**STORED DATA:**
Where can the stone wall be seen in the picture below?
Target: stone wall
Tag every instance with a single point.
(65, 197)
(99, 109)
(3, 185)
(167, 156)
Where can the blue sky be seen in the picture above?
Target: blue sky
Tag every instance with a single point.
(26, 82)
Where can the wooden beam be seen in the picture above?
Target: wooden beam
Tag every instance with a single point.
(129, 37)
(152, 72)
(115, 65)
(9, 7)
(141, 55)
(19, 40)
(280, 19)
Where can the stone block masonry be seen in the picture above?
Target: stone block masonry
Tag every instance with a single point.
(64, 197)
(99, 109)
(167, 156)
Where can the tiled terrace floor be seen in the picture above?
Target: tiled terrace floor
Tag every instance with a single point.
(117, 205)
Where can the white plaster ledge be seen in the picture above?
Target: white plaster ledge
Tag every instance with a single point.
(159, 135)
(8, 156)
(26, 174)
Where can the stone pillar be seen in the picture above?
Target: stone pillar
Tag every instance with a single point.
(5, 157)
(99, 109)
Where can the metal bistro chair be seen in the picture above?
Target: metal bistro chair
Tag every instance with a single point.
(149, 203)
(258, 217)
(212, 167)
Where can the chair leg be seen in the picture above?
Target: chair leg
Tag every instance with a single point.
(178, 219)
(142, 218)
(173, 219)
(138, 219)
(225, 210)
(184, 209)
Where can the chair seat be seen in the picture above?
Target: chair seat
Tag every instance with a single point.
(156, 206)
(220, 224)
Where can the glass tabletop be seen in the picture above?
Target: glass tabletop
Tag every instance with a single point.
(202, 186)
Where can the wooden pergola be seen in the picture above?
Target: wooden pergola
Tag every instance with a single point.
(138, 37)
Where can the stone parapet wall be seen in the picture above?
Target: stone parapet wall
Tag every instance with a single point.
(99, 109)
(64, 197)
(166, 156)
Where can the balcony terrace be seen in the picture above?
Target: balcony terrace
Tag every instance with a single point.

**STATED TASK:**
Take the entries and copy them out exactly.

**EXERCISE ANSWER:**
Where can the stone wall be seen in the picture below?
Target: stone wall
Tag every instance with a single point.
(65, 197)
(99, 109)
(3, 185)
(167, 156)
Where can the blue sky be seen in the picture above?
Target: blue sky
Tag every instance with a single point.
(26, 82)
Where can the wooden beam be seen in the picture above?
Target: wooden beam
Tag every instance with a single point.
(129, 37)
(152, 72)
(115, 65)
(9, 7)
(141, 55)
(19, 40)
(280, 19)
Where can the stone block masonry be seen in the picture above?
Target: stone block masonry
Tag every instance with a single point.
(64, 197)
(99, 109)
(167, 156)
Where can the tiled terrace floor be seen in the picture above?
Target: tiled terrace floor
Tag every instance with a single point.
(117, 205)
Where can the white plaster ledge be seen in the picture above?
Target: white plaster ledge
Tag every instance with a single point.
(159, 135)
(8, 156)
(26, 174)
Where can the stone pillar be seen in the picture above?
Target: stone pillar
Tag every instance with a single point.
(5, 157)
(99, 109)
Where can the metal bistro chair be seen in the picture above?
Target: metal bistro chair
Tag every instance with a single point.
(149, 203)
(258, 217)
(212, 167)
Where can the chair leg be seen in the picture above?
Target: chair leg
Tag every instance with a single point.
(178, 219)
(142, 218)
(173, 219)
(138, 219)
(225, 210)
(184, 209)
Where can the chair seat be seen in the picture above?
Target: chair seat
Tag every instance with a single point.
(156, 206)
(220, 224)
Where can the glass tabletop be seen in the picture above?
Target: glass tabletop
Tag every instance with a single point.
(202, 186)
Where can the wooden pergola be seen in the picture above?
Target: wooden pergola
Tag every instance with a single point.
(138, 37)
Where can the stone parapet wall be seen in the picture above?
Target: stone parapet wall
Tag every instance with a single point.
(99, 109)
(64, 197)
(166, 156)
Where can the balcony terrace be seen in the picture above?
Target: balcony terrace
Tag every instance with a single point.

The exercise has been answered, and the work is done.